*Aim*:
Recast every line of the listing below as a Markdown table with the columns Row and Line, numbering the rows and omitting blank lines. Leave the pictures out of the answer.

════════

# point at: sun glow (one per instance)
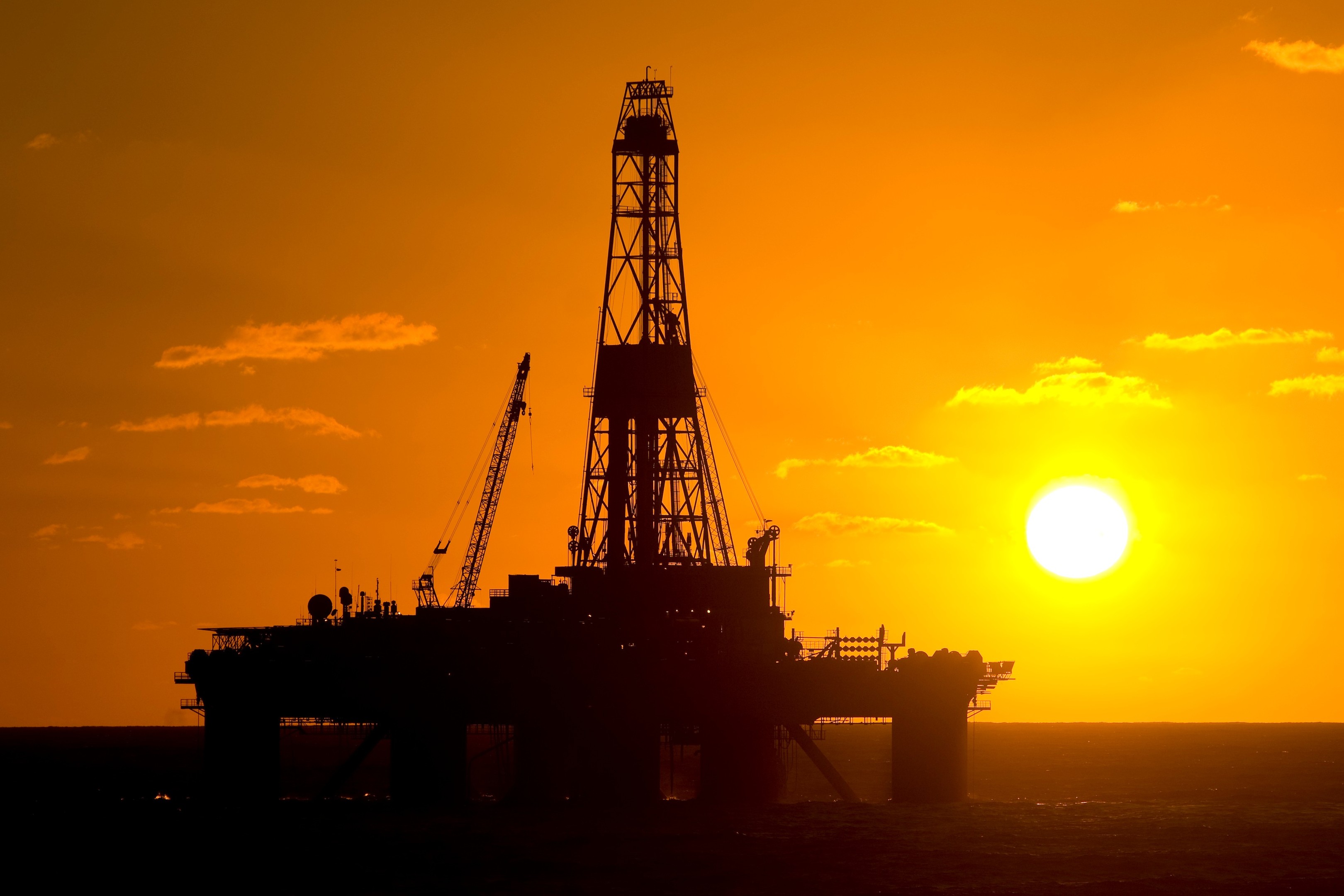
(1077, 533)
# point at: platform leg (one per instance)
(242, 753)
(738, 762)
(929, 754)
(429, 761)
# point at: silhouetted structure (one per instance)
(653, 632)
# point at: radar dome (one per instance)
(319, 606)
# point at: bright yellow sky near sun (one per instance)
(930, 253)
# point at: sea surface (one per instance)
(1057, 809)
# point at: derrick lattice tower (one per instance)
(651, 488)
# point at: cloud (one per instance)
(1130, 207)
(886, 457)
(304, 342)
(244, 506)
(1081, 390)
(69, 457)
(149, 625)
(162, 424)
(830, 523)
(1227, 339)
(287, 417)
(315, 484)
(1317, 385)
(1066, 365)
(124, 542)
(1301, 57)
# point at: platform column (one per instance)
(242, 751)
(738, 762)
(929, 753)
(429, 761)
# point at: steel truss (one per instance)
(651, 491)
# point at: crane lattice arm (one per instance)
(465, 586)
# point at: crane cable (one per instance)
(728, 441)
(474, 480)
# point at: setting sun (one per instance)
(1077, 533)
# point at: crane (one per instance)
(463, 592)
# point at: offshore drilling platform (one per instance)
(654, 633)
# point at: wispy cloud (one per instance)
(69, 457)
(150, 625)
(885, 457)
(1227, 339)
(1066, 365)
(244, 506)
(1301, 57)
(833, 523)
(162, 424)
(124, 542)
(1317, 385)
(1081, 390)
(1131, 207)
(315, 484)
(304, 342)
(288, 417)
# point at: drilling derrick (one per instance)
(651, 489)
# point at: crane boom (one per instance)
(465, 586)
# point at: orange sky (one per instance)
(885, 207)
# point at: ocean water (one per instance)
(1058, 809)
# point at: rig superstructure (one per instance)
(654, 632)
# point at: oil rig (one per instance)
(655, 632)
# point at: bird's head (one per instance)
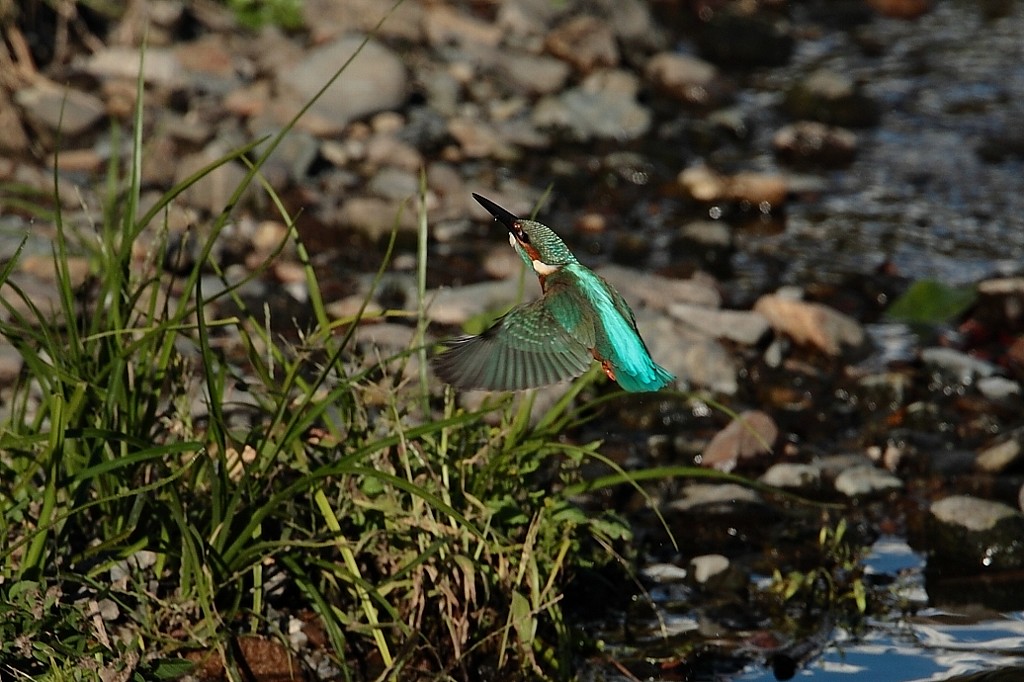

════════

*The result*:
| Row | Line |
|---|---|
| 1 | # point at: sun glow (one per instance) |
| 2 | (1077, 533) |
| 3 | # point at: platform leg (one per instance) |
| 4 | (242, 753) |
| 5 | (738, 762) |
| 6 | (929, 754) |
| 7 | (429, 761) |
| 8 | # point at: silhouetted structure (one per instance) |
| 9 | (653, 632) |
| 10 | # point at: radar dome (one per instance) |
| 11 | (319, 606) |
| 12 | # point at: bright yellow sky near sun (one per instance) |
| 13 | (930, 253) |
| 14 | # point at: sea surface (one per instance) |
| 15 | (1057, 809) |
| 16 | # point at: derrick lattice tower (one per instance) |
| 17 | (651, 488) |
| 18 | # point at: cloud (one per instance) |
| 19 | (1130, 207) |
| 20 | (886, 457) |
| 21 | (304, 342) |
| 22 | (244, 506) |
| 23 | (1081, 390) |
| 24 | (69, 457) |
| 25 | (149, 625) |
| 26 | (162, 424) |
| 27 | (830, 523) |
| 28 | (1227, 339) |
| 29 | (287, 417) |
| 30 | (315, 484) |
| 31 | (1317, 385) |
| 32 | (1066, 365) |
| 33 | (124, 542) |
| 34 | (1301, 57) |
| 35 | # point at: platform column (one per instance) |
| 36 | (242, 751) |
| 37 | (738, 762) |
| 38 | (929, 753) |
| 39 | (429, 761) |
| 40 | # point at: steel truss (one per instance) |
| 41 | (651, 491) |
| 42 | # point at: crane lattice arm (one per instance) |
| 43 | (465, 586) |
| 44 | # point at: crane cable (one per instance) |
| 45 | (728, 441) |
| 46 | (474, 480) |
| 47 | # point at: setting sun (one per instance) |
| 48 | (1077, 533) |
| 49 | # point at: crane (one per instance) |
| 50 | (463, 592) |
| 51 | # point at: offshore drilling platform (one per instance) |
| 52 | (654, 633) |
| 53 | # point at: wispy cloud (one per instance) |
| 54 | (69, 457) |
| 55 | (150, 625) |
| 56 | (885, 457) |
| 57 | (1227, 339) |
| 58 | (1066, 365) |
| 59 | (244, 506) |
| 60 | (1301, 57) |
| 61 | (833, 523) |
| 62 | (162, 424) |
| 63 | (124, 542) |
| 64 | (1317, 385) |
| 65 | (1081, 390) |
| 66 | (1131, 207) |
| 67 | (315, 484) |
| 68 | (304, 342) |
| 69 | (288, 417) |
| 70 | # point at: drilling derrick (one per instance) |
| 71 | (651, 489) |
| 72 | # point at: crane boom (one per instance) |
| 73 | (465, 586) |
| 74 | # point at: orange sky (one per instance) |
| 75 | (885, 207) |
| 76 | # point at: ocean water (one per instance) |
| 77 | (1058, 809) |
| 78 | # point at: rig superstructure (one per instance) |
| 79 | (654, 632) |
| 80 | # point at: oil rig (one per instance) |
| 81 | (655, 632) |
| 82 | # point at: bird's head (one per instance) |